• _Action item_
Pull out each line of the entries below that contains the word "positive".

• _Items stored from a collection_
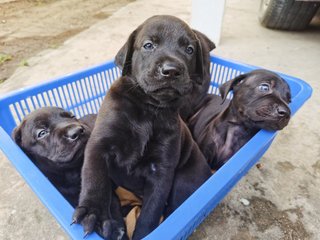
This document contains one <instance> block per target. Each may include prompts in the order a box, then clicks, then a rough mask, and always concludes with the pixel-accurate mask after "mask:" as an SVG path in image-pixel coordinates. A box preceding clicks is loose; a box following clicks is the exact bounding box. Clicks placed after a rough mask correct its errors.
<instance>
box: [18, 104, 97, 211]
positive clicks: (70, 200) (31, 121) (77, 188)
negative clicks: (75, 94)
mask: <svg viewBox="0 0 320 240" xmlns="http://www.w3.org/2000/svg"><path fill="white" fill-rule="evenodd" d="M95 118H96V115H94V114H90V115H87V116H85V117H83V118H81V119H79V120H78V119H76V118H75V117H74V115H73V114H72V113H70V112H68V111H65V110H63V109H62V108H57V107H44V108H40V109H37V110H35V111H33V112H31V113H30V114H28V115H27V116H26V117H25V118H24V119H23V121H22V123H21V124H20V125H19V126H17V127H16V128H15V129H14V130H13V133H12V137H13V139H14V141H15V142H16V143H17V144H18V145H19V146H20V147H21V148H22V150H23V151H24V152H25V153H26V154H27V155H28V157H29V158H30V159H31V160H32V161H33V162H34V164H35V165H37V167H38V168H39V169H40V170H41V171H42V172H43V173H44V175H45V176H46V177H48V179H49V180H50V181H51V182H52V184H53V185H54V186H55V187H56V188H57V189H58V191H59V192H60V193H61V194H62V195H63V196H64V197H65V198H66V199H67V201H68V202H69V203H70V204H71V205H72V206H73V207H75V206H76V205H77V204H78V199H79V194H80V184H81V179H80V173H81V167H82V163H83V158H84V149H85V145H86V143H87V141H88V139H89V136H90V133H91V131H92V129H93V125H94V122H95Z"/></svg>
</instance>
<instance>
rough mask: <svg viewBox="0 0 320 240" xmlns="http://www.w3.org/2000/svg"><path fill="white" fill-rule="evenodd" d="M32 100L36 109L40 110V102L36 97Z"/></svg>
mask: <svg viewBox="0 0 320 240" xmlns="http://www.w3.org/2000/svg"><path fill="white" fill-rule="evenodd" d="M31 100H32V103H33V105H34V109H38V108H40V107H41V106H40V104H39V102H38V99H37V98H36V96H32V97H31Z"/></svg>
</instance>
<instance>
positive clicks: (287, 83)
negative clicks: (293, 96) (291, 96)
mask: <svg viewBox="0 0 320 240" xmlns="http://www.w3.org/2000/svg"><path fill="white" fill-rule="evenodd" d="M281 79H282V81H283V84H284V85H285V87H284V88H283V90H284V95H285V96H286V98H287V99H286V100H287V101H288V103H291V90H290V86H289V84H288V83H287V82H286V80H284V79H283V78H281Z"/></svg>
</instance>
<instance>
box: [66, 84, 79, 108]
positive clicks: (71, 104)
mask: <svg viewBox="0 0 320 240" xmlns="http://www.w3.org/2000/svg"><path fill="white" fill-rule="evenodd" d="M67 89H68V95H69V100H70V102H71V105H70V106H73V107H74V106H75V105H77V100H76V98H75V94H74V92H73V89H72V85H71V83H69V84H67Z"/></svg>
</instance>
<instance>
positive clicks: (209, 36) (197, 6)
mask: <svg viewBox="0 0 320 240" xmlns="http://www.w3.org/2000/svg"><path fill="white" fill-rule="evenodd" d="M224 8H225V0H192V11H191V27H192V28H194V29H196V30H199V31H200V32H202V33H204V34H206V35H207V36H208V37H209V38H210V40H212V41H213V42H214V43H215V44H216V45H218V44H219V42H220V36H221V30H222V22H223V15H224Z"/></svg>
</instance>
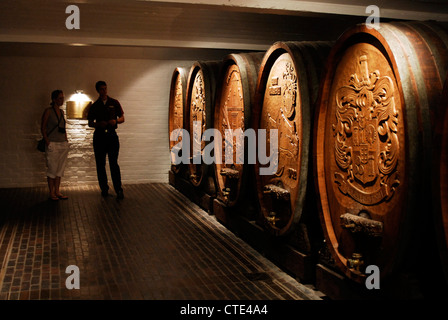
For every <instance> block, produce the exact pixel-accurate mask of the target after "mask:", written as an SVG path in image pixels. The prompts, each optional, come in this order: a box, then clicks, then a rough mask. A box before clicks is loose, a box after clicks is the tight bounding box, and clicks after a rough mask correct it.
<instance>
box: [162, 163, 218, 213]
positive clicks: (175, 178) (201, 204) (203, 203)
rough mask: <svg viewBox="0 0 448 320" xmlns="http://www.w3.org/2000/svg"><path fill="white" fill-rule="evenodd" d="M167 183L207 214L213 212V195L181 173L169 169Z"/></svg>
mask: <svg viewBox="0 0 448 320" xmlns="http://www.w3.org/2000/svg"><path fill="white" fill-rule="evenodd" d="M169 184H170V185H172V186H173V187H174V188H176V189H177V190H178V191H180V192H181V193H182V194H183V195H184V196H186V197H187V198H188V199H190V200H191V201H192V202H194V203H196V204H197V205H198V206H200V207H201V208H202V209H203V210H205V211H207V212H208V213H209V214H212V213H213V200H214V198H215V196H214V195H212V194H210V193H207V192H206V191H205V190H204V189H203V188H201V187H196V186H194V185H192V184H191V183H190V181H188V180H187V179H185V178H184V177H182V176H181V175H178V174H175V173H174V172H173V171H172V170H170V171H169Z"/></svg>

---

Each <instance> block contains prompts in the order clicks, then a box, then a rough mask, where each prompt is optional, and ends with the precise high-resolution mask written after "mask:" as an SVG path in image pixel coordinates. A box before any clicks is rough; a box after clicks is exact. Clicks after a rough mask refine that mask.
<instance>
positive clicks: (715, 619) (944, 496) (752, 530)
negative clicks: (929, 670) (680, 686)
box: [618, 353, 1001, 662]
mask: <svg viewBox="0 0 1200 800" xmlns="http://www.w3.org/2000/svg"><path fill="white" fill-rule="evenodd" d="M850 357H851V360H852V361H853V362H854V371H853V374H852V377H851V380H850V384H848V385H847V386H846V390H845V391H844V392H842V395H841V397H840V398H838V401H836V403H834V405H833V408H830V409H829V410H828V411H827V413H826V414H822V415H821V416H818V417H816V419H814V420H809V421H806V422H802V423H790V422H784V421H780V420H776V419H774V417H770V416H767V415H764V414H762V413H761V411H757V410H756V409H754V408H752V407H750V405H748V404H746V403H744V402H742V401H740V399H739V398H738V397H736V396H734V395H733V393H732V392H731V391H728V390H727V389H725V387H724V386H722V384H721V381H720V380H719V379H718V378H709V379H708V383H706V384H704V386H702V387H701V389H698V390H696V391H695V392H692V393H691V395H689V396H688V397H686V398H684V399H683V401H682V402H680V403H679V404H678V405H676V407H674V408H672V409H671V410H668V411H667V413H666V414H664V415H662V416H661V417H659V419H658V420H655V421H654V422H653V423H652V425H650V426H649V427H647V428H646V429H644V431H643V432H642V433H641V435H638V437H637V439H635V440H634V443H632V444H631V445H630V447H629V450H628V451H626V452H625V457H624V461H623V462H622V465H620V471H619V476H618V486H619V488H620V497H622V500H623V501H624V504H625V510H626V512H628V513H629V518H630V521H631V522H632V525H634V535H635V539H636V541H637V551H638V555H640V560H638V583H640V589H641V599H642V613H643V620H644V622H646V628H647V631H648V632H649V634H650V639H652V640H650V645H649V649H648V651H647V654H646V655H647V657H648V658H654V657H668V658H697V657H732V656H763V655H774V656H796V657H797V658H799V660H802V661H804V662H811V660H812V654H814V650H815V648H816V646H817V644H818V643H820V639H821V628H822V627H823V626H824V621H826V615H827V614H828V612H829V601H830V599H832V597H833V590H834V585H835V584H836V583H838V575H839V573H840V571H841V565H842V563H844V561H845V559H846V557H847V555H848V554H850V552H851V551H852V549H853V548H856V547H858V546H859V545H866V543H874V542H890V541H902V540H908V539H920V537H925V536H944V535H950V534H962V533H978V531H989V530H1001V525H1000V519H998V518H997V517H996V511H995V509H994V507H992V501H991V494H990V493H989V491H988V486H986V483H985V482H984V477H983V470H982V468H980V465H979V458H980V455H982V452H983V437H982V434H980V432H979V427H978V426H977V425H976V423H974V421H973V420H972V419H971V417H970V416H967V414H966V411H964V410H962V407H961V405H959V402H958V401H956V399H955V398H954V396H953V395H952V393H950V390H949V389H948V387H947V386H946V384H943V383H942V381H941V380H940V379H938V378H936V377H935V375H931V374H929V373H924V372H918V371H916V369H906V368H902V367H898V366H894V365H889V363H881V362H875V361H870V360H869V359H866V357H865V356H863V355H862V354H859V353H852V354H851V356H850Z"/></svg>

• _Answer for this exercise_
positive clicks: (70, 200) (31, 121) (77, 188)
positive clicks: (287, 83)
positive clicks: (71, 104)
positive clicks: (209, 36) (197, 6)
positive clicks: (175, 178) (201, 204) (203, 203)
positive clicks: (715, 619) (944, 496) (752, 530)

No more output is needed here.